**Direction**
Repeat every record below exactly as it appears.

[Location annotation dataset excerpts]
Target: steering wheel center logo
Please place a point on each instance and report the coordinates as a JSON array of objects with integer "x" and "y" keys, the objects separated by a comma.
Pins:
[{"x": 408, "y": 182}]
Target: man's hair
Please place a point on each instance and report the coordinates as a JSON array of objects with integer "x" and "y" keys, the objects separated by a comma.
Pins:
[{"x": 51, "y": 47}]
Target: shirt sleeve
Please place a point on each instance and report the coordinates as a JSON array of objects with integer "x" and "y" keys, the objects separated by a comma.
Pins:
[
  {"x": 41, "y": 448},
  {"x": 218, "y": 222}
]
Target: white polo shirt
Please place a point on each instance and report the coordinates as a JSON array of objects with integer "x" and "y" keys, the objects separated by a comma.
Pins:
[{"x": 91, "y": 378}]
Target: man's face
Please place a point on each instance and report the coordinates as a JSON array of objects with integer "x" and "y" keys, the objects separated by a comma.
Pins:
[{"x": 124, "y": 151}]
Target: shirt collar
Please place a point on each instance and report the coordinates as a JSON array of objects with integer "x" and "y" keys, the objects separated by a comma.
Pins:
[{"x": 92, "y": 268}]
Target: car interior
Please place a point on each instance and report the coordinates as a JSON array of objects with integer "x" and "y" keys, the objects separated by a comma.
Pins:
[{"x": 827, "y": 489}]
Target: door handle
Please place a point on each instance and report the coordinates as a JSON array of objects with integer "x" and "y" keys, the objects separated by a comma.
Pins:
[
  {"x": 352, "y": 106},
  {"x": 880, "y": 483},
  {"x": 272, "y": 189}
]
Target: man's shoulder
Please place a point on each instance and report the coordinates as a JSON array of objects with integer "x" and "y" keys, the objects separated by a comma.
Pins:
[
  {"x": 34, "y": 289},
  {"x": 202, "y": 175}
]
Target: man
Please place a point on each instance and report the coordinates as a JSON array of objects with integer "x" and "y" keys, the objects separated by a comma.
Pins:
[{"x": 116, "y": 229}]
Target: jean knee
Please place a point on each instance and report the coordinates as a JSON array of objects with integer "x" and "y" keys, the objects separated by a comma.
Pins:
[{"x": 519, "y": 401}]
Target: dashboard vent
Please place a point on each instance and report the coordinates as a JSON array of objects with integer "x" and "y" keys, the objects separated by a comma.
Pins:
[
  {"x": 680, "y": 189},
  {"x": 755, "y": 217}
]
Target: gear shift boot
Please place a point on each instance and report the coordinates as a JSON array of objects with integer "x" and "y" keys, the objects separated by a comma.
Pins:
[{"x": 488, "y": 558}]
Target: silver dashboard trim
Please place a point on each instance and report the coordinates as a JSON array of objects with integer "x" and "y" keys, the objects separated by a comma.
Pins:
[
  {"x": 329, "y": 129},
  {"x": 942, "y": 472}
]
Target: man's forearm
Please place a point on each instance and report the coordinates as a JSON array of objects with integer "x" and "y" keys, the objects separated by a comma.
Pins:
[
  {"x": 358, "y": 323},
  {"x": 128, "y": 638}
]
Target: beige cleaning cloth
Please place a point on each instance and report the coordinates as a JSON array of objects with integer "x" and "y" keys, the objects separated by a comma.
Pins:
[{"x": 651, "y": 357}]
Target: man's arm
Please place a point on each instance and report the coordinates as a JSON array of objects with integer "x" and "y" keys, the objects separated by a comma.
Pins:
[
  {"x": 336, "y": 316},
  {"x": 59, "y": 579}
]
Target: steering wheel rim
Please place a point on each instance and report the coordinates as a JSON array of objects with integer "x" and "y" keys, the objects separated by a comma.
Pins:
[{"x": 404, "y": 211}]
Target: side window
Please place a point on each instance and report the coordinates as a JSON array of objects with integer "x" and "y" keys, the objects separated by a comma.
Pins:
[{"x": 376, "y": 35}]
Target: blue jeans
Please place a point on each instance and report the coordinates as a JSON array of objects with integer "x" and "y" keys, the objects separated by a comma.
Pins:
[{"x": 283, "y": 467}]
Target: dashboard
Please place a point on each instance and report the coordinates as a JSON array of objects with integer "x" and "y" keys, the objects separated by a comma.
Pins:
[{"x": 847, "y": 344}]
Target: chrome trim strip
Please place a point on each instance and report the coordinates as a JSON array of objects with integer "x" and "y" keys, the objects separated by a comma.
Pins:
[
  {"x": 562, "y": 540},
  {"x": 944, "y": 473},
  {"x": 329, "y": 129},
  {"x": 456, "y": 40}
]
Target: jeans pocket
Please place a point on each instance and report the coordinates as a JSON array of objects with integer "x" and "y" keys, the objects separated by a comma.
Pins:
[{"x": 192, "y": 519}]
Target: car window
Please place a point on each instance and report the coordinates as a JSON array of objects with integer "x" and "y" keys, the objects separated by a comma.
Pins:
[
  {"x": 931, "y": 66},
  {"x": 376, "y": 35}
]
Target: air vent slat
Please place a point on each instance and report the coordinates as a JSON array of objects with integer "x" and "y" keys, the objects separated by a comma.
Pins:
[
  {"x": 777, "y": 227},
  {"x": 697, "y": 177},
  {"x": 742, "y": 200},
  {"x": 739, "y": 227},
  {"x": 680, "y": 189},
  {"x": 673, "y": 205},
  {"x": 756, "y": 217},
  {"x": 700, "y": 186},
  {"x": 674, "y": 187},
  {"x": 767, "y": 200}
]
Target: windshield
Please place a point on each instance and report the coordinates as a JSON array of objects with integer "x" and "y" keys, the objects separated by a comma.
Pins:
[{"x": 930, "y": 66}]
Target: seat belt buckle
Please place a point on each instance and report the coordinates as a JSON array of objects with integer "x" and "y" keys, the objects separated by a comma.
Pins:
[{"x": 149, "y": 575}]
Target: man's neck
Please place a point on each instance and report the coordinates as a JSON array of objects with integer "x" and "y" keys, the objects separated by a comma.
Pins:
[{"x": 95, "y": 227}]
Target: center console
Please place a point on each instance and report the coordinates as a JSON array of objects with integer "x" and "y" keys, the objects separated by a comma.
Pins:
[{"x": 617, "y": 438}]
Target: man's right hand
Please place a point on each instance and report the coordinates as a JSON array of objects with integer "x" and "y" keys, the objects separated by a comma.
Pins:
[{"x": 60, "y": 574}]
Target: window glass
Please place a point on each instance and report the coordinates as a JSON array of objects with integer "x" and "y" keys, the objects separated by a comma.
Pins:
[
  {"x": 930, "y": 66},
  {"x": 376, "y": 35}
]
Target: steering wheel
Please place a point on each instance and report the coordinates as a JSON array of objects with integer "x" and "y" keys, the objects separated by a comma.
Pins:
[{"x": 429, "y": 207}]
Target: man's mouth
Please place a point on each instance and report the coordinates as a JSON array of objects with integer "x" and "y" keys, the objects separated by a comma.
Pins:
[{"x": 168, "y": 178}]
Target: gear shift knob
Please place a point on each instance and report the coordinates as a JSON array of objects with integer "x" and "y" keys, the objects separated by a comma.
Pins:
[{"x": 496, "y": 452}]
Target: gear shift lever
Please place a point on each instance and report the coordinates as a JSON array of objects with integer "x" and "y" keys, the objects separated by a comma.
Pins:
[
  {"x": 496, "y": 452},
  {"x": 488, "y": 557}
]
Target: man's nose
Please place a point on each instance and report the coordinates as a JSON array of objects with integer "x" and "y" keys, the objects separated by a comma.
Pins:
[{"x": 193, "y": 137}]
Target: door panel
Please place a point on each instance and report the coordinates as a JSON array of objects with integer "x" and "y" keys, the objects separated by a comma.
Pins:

**Task solution**
Target: steering wheel center logo
Please place a point on each instance and report the coordinates as a JSON array of objects with integer "x" and "y" keys, the objects separated by a comma.
Pins:
[{"x": 408, "y": 182}]
Target: man's hair
Please place a point on each instance and report the coordinates as a JSON array of objects with integer "x" and "y" keys, the objects separated by a comma.
Pins:
[{"x": 51, "y": 47}]
Target: shirt sleeve
Please place a point on each instance and report the coordinates as a JSON array of objects with integer "x" and "y" keys, the objects separated by a comma.
Pins:
[
  {"x": 41, "y": 448},
  {"x": 218, "y": 222}
]
Target: white polo shirt
Please place a point on each instance and report the coordinates as a JSON array of objects with integer "x" and "y" keys, the objects separated by a comma.
Pins:
[{"x": 91, "y": 378}]
Target: man's face
Please place a point on each instance and report the coordinates as a JSON array of objects with integer "x" and "y" keys, the objects separated by a comma.
Pins:
[{"x": 124, "y": 151}]
Target: shirt collar
Please place a point on each instance and report the coordinates as a JSON array of objects with integer "x" and "y" keys, the objects separated by a comma.
Pins:
[{"x": 92, "y": 268}]
Target: car interior
Please place a point on each instance and report the coordinates as a JSON array of objects with integer "x" and "y" keys, the objects separated by a comma.
Pins:
[{"x": 827, "y": 489}]
Target: door handle
Please place a point on each instance and report the coordinates as a JSON array of objects with integer "x" and "y" keys, the objects separated by a comma.
Pins:
[
  {"x": 352, "y": 106},
  {"x": 880, "y": 483},
  {"x": 272, "y": 189}
]
Target: man's shoulder
Please place a point on each instance and report the coordinates as a JSON array of objects with integer "x" and "y" keys, the objects separated by a comma.
Pins:
[
  {"x": 34, "y": 289},
  {"x": 202, "y": 175}
]
Target: man
Please place a point on each instance and report the coordinates as a JSON array of objects with integer "x" and "y" keys, the objects separated by a comma.
Pins:
[{"x": 116, "y": 229}]
Target: jean knee
Please place a point on each instance and report the coordinates as a JSON array of objects with integer "x" and "y" keys, the objects separated by a comma.
Pins:
[{"x": 519, "y": 401}]
Target: dashboard vent
Please place a point on each instance and report the coordinates as a JSON array of objects with integer "x" and "y" keys, the objects separated by a comma.
Pins:
[
  {"x": 680, "y": 189},
  {"x": 755, "y": 217}
]
Target: gear shift boot
Please place a point on each instance and report the coordinates as a JSON array of objects with integer "x" and "y" keys, the objects separated by a comma.
Pins:
[{"x": 488, "y": 558}]
Target: silver dashboard trim
Please place a point on each instance and report the coordinates as a JSON array of objects with integer "x" and "y" keys, the objects separated by a comma.
Pins:
[
  {"x": 329, "y": 129},
  {"x": 942, "y": 472}
]
Target: man's forearm
Please place a point on each instance and report the coordinates as a JSON array of objects with integer "x" and "y" keys, the objects separated by a comma.
Pins:
[
  {"x": 358, "y": 323},
  {"x": 128, "y": 638}
]
Target: beige cleaning cloth
Please place a point on each instance and report the coordinates as a JSON array of objects with integer "x" and "y" keys, the objects separated by a comma.
Pins:
[{"x": 651, "y": 357}]
Target: man's arm
Please place a point on each instance and report the coordinates as a JSON array of objects with integer "x" and "y" keys, the objects separated by a comma.
Pins:
[
  {"x": 336, "y": 316},
  {"x": 59, "y": 579}
]
Target: steering wheel rim
Please place a point on each instance and report the coordinates as a JSON array of objects with integer "x" and "y" keys, the objects separated by a comma.
Pins:
[{"x": 404, "y": 211}]
Target: side window
Please place a point on each instance and report the coordinates as a JSON array of objects with integer "x" and "y" keys, the objects separated by a comma.
Pins:
[{"x": 376, "y": 35}]
Target: blue jeans
Please place a point on each instance and report the coordinates as a JSON array of objects with integer "x" and "y" keys, the objects separated by a comma.
Pins:
[{"x": 283, "y": 467}]
Target: dashboard
Please place a point on each instance and report the coordinates as a JSON array of objects with integer "x" and "y" keys, the objects separated by a comma.
Pins:
[{"x": 847, "y": 344}]
Target: chrome trim strip
Please place a point on each instance and report the coordinates as a JSON array of objects with integer "x" and "y" keys, the objects separated by a comma.
Pins:
[
  {"x": 562, "y": 540},
  {"x": 944, "y": 473},
  {"x": 329, "y": 129},
  {"x": 456, "y": 40}
]
Target: jeans pocket
Please place a point on each instance and report the coordinates as a JSON array of objects with integer "x" and "y" keys, the objects separated by a comma.
Pins:
[{"x": 192, "y": 519}]
Target: car window
Please place a point on each instance and report the coordinates as a JSON array of objects with integer "x" and "y" keys, the objects separated by a comma.
Pins:
[
  {"x": 931, "y": 66},
  {"x": 376, "y": 35}
]
Target: air vent slat
Please place a point on each instance and report the coordinates as a JSON array of objects with integer "x" and "y" keys, the objects separated by a comma.
Pins:
[
  {"x": 777, "y": 227},
  {"x": 697, "y": 177},
  {"x": 742, "y": 200},
  {"x": 739, "y": 227},
  {"x": 680, "y": 189},
  {"x": 673, "y": 205},
  {"x": 756, "y": 217},
  {"x": 700, "y": 186},
  {"x": 674, "y": 187},
  {"x": 767, "y": 200}
]
Target: windshield
Please place a point on each instance and report the coordinates as a JSON array of objects with integer "x" and "y" keys, the objects separated by a comma.
Pins:
[{"x": 930, "y": 66}]
Target: seat belt buckle
Please place a point on each instance and report the coordinates as a JSON array of objects with integer "x" and "y" keys, the objects separated by a comma.
Pins:
[{"x": 149, "y": 575}]
Target: man's neck
Please place a point on each instance and report the coordinates as a JSON array of objects with integer "x" and "y" keys, the objects separated by a comma.
Pins:
[{"x": 95, "y": 227}]
Target: center console
Please place a point on each instance and report the coordinates as a JSON array of objects with integer "x" and "y" keys, the objects separated by a comma.
Pins:
[{"x": 617, "y": 438}]
Target: man's right hand
Please place a point on each instance and report the coordinates as a JSON array of objects with integer "x" and "y" keys, the objects separated by a comma.
Pins:
[{"x": 60, "y": 574}]
Target: window glass
Please place a point on each instance and report the coordinates as a JSON array of objects with integer "x" and "y" keys, the objects separated by a comma.
Pins:
[
  {"x": 930, "y": 66},
  {"x": 376, "y": 35}
]
Target: steering wheel
Please place a point on each instance and report the coordinates as a JSON array of objects with integer "x" and "y" keys, the objects separated by a comma.
Pins:
[{"x": 429, "y": 207}]
Target: man's mouth
Please place a point on each instance and report the coordinates as a JSON array of objects with integer "x" and "y" keys, the objects separated by a comma.
Pins:
[{"x": 168, "y": 178}]
Target: gear shift knob
Please place a point on each instance and report the coordinates as a JSON array of objects with integer "x" and "y" keys, the objects separated by a comma.
Pins:
[{"x": 496, "y": 452}]
Target: gear shift lever
Please place a point on each instance and report the coordinates as a JSON array of objects with integer "x" and "y" keys, the objects separated by a comma.
Pins:
[
  {"x": 496, "y": 452},
  {"x": 488, "y": 557}
]
Target: man's nose
Please place a point on each instance and report the coordinates as a JSON array of objects with integer "x" and "y" keys, the objects separated by a comma.
Pins:
[{"x": 193, "y": 137}]
Target: door panel
Please place a point on each instance and report the coordinates as a JSON array of objects with integer "x" and "y" keys, the objects separated by a comma.
Pins:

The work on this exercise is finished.